- _YOUR TASK_
Rewrite the data from the line with "Get bounding boxes for blurred" to the line with "[[0, 0, 1184, 624]]", requests included. Adjust every bounding box coordinate in the answers by adding -129.

=== SUPPLIED MATERIAL ===

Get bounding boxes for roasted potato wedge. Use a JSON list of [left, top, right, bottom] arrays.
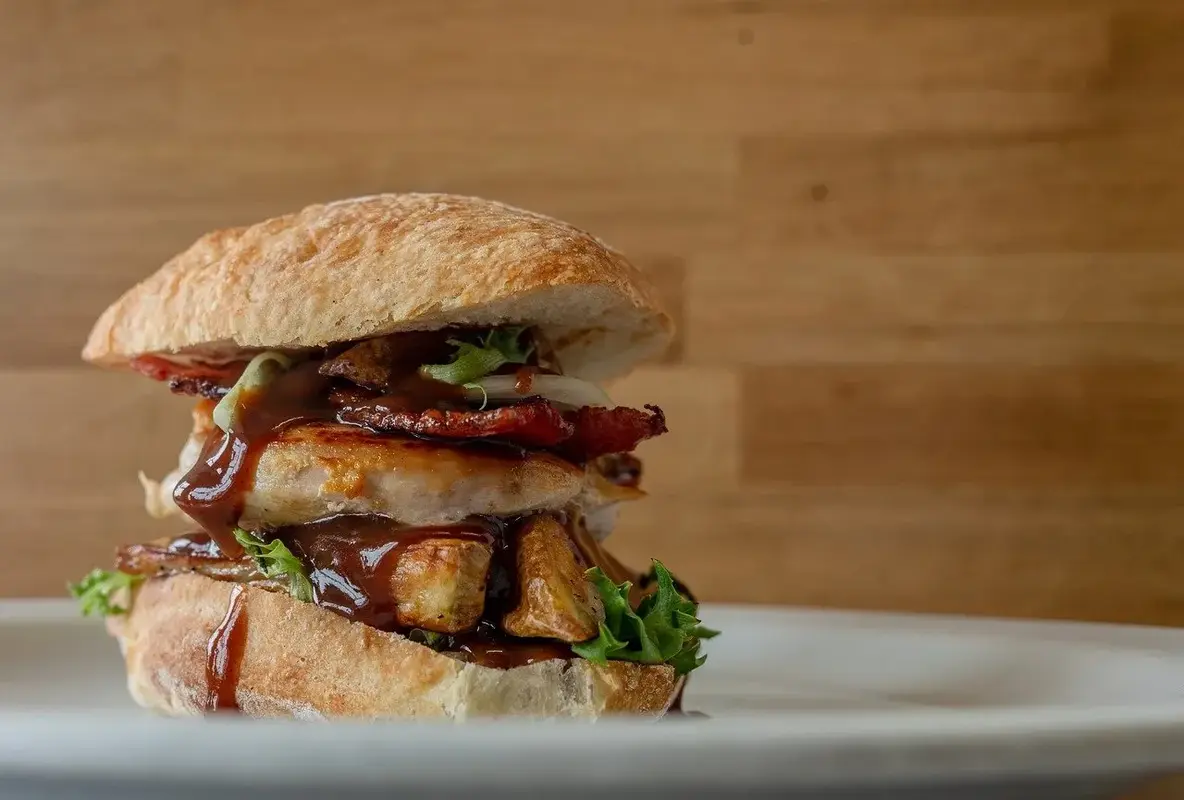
[[391, 538, 493, 633], [502, 515, 604, 641]]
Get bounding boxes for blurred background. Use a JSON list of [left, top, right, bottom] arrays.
[[0, 0, 1184, 625]]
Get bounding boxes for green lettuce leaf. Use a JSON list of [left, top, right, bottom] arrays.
[[234, 528, 313, 602], [419, 325, 534, 386], [407, 627, 449, 650], [66, 569, 144, 617], [572, 560, 719, 675], [211, 350, 292, 431]]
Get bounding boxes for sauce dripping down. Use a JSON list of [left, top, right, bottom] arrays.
[[514, 366, 539, 394], [173, 361, 464, 555], [285, 515, 500, 631], [206, 583, 246, 711]]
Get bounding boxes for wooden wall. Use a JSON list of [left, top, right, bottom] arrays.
[[0, 0, 1184, 624]]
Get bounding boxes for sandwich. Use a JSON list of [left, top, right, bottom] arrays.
[[70, 194, 715, 720]]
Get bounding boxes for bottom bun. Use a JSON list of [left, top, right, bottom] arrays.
[[108, 574, 682, 720]]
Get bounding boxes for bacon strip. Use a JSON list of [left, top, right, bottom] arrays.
[[337, 399, 574, 447], [130, 355, 246, 400], [559, 406, 667, 462]]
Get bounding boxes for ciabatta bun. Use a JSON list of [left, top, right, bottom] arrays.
[[108, 574, 681, 720], [83, 194, 673, 380]]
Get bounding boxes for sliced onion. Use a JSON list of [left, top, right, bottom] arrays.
[[465, 375, 616, 408]]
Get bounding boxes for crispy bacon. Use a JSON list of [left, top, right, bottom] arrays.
[[337, 399, 574, 447], [559, 406, 667, 462], [116, 534, 263, 581], [130, 355, 246, 400]]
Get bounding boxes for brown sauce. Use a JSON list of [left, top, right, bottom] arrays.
[[173, 361, 464, 555], [567, 518, 645, 607], [165, 530, 225, 561], [514, 367, 539, 394], [206, 583, 246, 711], [285, 515, 498, 631], [456, 637, 575, 670], [173, 362, 335, 555]]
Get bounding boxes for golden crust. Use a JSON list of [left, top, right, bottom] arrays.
[[83, 194, 673, 380], [108, 574, 681, 720]]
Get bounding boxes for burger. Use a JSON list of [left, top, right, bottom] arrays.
[[71, 194, 714, 720]]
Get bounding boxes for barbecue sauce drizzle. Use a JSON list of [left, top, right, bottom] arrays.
[[169, 340, 637, 710], [206, 583, 246, 711]]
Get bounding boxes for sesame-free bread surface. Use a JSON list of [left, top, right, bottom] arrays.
[[83, 194, 673, 380], [108, 574, 681, 721]]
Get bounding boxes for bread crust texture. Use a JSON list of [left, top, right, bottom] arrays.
[[108, 574, 682, 721], [83, 194, 674, 380]]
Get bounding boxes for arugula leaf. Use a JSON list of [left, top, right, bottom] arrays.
[[66, 569, 144, 617], [419, 325, 534, 386], [572, 560, 719, 675], [407, 627, 449, 650], [211, 350, 292, 432], [234, 528, 313, 602]]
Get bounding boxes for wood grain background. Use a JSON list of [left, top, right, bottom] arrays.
[[0, 0, 1184, 639]]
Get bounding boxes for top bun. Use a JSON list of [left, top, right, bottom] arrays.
[[82, 194, 674, 380]]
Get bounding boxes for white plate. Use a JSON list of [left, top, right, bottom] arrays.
[[0, 601, 1184, 800]]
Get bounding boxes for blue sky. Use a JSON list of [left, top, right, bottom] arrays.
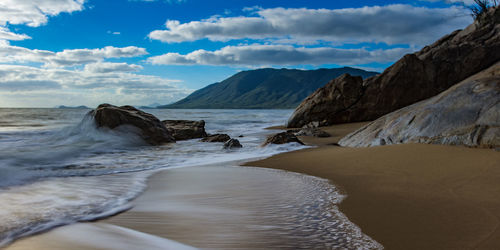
[[0, 0, 472, 107]]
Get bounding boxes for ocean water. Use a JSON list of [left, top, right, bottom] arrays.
[[0, 109, 378, 247]]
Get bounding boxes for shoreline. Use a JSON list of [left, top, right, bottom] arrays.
[[244, 124, 500, 249], [6, 123, 500, 250]]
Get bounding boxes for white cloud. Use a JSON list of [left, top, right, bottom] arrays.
[[0, 26, 31, 41], [149, 4, 471, 45], [0, 43, 147, 67], [0, 65, 192, 107], [84, 62, 142, 73], [148, 44, 413, 66]]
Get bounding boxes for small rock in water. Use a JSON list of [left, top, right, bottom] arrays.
[[264, 132, 304, 146], [200, 134, 231, 142], [224, 139, 243, 149], [162, 120, 207, 141], [295, 128, 331, 137]]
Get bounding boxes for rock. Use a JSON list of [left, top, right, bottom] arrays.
[[339, 62, 500, 148], [89, 104, 175, 145], [162, 120, 207, 141], [295, 128, 331, 137], [264, 132, 304, 146], [200, 134, 231, 142], [287, 7, 500, 128], [224, 139, 243, 149]]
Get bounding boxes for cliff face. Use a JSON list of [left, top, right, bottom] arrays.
[[339, 63, 500, 148], [288, 7, 500, 127]]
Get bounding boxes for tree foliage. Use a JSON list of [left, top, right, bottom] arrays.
[[469, 0, 500, 20]]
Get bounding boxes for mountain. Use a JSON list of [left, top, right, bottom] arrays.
[[288, 7, 500, 128], [56, 105, 90, 109], [158, 67, 378, 109]]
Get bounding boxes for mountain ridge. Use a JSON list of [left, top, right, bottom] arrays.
[[158, 67, 378, 109]]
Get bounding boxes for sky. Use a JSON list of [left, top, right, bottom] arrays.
[[0, 0, 472, 107]]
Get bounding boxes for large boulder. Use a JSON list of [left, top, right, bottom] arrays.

===

- _THE RESPONSE_
Get bounding boxes for blurred background. Use a JSON list of [left, top, right, bottom] arrays.
[[-129, -129, 1055, 496]]
Get bounding boxes for green lettuce leaf. Use a JSON list of [left, top, right, bottom] arrays.
[[105, 399, 184, 473], [290, 196, 405, 257], [278, 498, 320, 521], [-63, 440, 15, 488], [443, 431, 590, 546], [82, 221, 163, 302]]
Get bounding boxes for sauce dripping down. Use a JSON list of [left, top, right, bottom] arrays.
[[385, 237, 410, 265], [44, 232, 335, 426], [156, 386, 371, 502], [77, 454, 117, 582]]
Get bounding boxes for wooden wall. Use a JSON list of [left, top, right, bottom] arrays.
[[-129, -129, 1055, 495]]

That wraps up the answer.